Provided passage

* * * * * * *

Ruth Emma Wilson Warren, age 94, died January 16, 2015, in Lawrence, her home since 2006.
She was born June 4, 1920, in Norfolk, NE, the daughter of Lucile and Floyd E. Wilson. She was preceded in death in 1987 by her husband, James V. Warren, and also preceded by her parents, brother and sister, several nieces, and two grandchildren: Brendon R. Doerr, and Meagan M. Warren. She is survived by her five children: James F. Warren (Holly) of Baltimore, MD; Andrea Warren (Jay Wiedenkeller, deceased), Prairie Village, KS; Steven F. Warren (Eva Horn), Lawrence; Mary L. Warren (Craig Warren) Birmingham, AL; and Debi Warren Fast (Jerry) of Kearney, NE. She is also survived by nine grandchildren and ten great-grandchildren.
Ruth married Jim, her college sweetheart, in 1941, a week before Pearl Harbor. After his enlistment in the navy, she lived with him on bases across the country and then with her parents while he served in the South Pacific. After the war they moved to Newman Grove, NE, where Jim was a teacher and coach.
Ruth taught briefly, then retired to motherhood and community service. The family lived for four years in Medford, OR, returning to Newman Grove when Jim was appointed superintendent of schools. Later moves took them to Superior, NE, and finally to Hastings, where Ruth lived nearly 40 years. She and Jim saw all five children through college and into solid careers. Her volunteer work included the League of Women Voters, the YWCA, Girl Scouts, Planned Parenthood, P.E.O., and many Methodist church activities. She served as executive director of the Hastings YWCA during the acquisition and renovation of its current building. She was able to visit much of the US and Europe. After Jim’s death she even traveled to Japan with a group of Hastings College students.

* * * * * * *

[Items listed in a dataset]
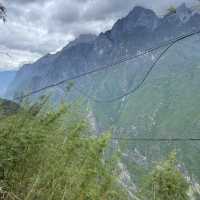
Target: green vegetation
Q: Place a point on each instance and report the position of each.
(171, 10)
(54, 156)
(165, 182)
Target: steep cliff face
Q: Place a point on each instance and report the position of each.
(167, 104)
(140, 29)
(6, 77)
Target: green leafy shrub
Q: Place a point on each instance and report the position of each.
(165, 182)
(52, 155)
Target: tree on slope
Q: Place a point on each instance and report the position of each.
(51, 155)
(165, 182)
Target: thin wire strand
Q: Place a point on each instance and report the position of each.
(145, 52)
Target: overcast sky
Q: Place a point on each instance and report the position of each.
(37, 27)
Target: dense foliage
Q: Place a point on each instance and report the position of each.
(165, 182)
(54, 156)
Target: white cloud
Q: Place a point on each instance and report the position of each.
(36, 27)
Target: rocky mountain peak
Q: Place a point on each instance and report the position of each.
(184, 13)
(83, 38)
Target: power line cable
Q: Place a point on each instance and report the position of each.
(145, 52)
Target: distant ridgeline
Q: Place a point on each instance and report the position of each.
(8, 108)
(167, 104)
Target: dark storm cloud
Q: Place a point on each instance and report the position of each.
(41, 26)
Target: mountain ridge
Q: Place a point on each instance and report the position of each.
(140, 29)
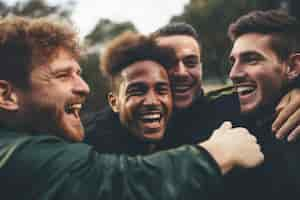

* * * * * * *

The task
Write what follows the last sentence of the obituary of Ruth Emma Wilson Warren, picking up from where it stops.

Response to this task
She moved to Lawrence Presbyterian Manor in 2006 to be close to family. They were always her first priority and she took a lively interest in every one of them. Her grandchildren came to her biologically, through adoption, and through marriage and she loved each one equally, never forgot names, and acknowledged every birthday and special occasion. Growing up during the Great Depression had made her both thrifty and a careful saver, but she had a charitable heart and was always generous to numerous organizations. She was progressive in her views about families and societies and cheered for the underdog. She was a devoted Christian and had no tolerance for bigotry of any sort. She loved sports, especially anything associated with the Jayhawks and Cornhuskers, and never missed their games on television. To communicate with family, she learned how to do e-mail and Facebook. She enjoyed playing bridge, worked the New York Times crossword puzzle daily, read constantly, participated in book club, and was a fan of Jeopardy, PBS documentaries, and Downton Abbey. She felt fortunate to live her final years at Presbyterian Manor. She hadn’t expected to live so long, but made the most of it right until the end, when she died peacefully with family by her side.
Ruth will be interred in Hastings, NE on March 7. Her family invites friends to a service of remembrance in her honor at Lawrence Presbyterian Manor at 4 p.m., January 31.
Memorials may be sent to the Presbyterian Manor Good Samaritan Fund, 1429 Kasold St., Lawrence, KS 66049.